== Written request ==
Can you reproduce everything in the res judicata court opinion below, word for word, from "The first and" down to "so treat it."?

Thereafter, Butterick Co., Inc., on June 28, 1943, filed an action in the district court of Washita county against James I. Molen, S. L. Molen and Tom Sowell, as individuals and as trustees for the creditors of Molen Bros. Dry Goods Company, a corporation. This action was for a money judgment for merchandise sold to the corporation. It was alleged said corporation had forfeited its charter in 1939, that the named defendants were its sole and only stockholders, directors and officers, and that defendants had wrongfully dissipated the assets of the corporation. Defend*93ants answered, denying allegations of plaintiff’s petition, and asserted the action was barred by the statute of limitations, and pleaded res judicata and estoppel by judgment.

Upon defendants’ motion for judgment on the pleadings the trial court pronounced judgment for defendants and dismissed plaintiff’s action with prejudice, declining to make findings of fact and conclusions of law as requested. From this judgment the present appeal was taken.

The first and principal specification of error to be considered is whether or not the trial court erred in sustaining defendants’ plea of res judicata. Both parties agree this is the main issue and so treat it.

In order for res judicata to be applicable, this court has held that there must be a concurrence of four conditions: (1) Identity in the thing sued for; (2) identity of the cause of action; (3) identity of persons or parties to the action; (4) identity of the quality in the persons for or against whom the claim is made.

In the first paragraph of the syllabus in Schneider v. Republic Supply Co., 123 Okla. 98, 252 P. 45, we said:

“For a judgment to -be an estoppel, there must be an identity of-parties, as well as of subject-matter; and the parties between whom the judgment is claimed to be an estoppel must have been parties to the action in which it was rendered in the same capacities and in the same antagonistic relation, - or in privity with the-parties to such'former action.”

Therein, the Washita Ranger Oil Company, a copartnership, had made purchases from plaintiff, Republic Supply Company, on open account. The unpaid balance was converted into a note signed by Washita Ranger Oil Company by J. B. Bohlen as treasurer, and indorsed on back by Dr. A. Weber and J. B. Bohlen as president and treasurer. Suit was brought on the note in the district court of Washita county against Wash-ita Oil Ranger Company, a joint-stock association, resulting in judgment for plaintiff.

Subsequently, the Republic Supply Company filed suit in the district court of Oklahoma county seeking to recover on the note which was the basis of its action in Washita county. The petition alleged, however, that the note was that of the Washita Ranger Oil. Company, a copartnership. Defendants in their answer pleaded that there had been a previous judgment rendered by the district court of Washita county and that said judgment constituted a bar to plaintiff’s action. The district court of Oklahoma county rendered judgment for plaintiff, and on appeal defendants urged as their first proposition:

“The judgment rendered in the district court of Washita county on the identical note sued on in this case is a complete bar to this action, and the defendant in error is estopped from further litigating same.”

== Excerpted records ==
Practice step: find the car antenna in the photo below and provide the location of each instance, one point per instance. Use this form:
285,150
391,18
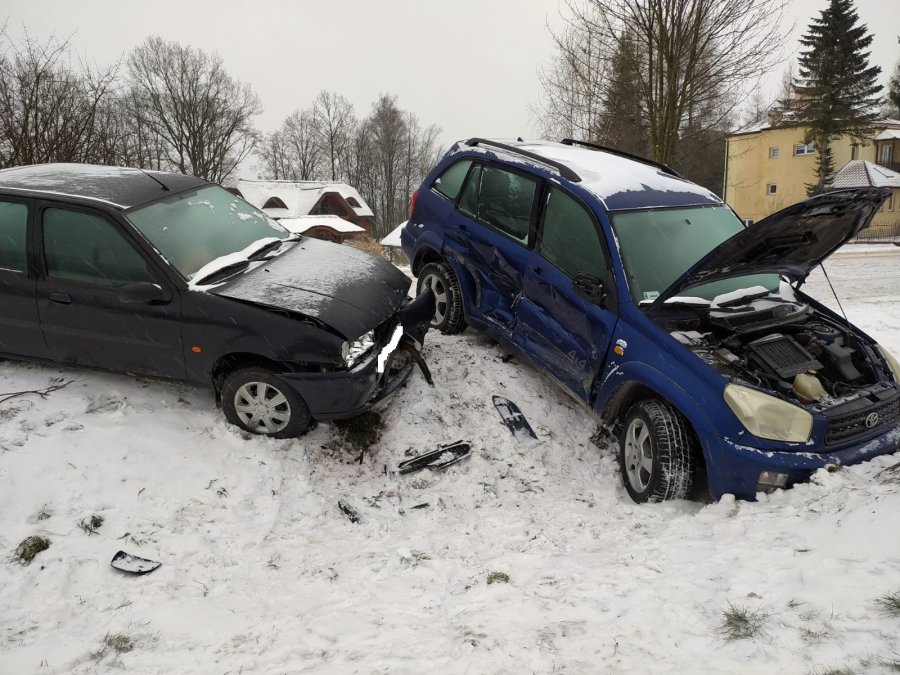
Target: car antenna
164,186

== Output of the exercise ==
The first and principal specification of error to be considered is whether or not the trial court erred in sustaining defendants’ plea of res judicata. Both parties agree this is the main issue and so treat it.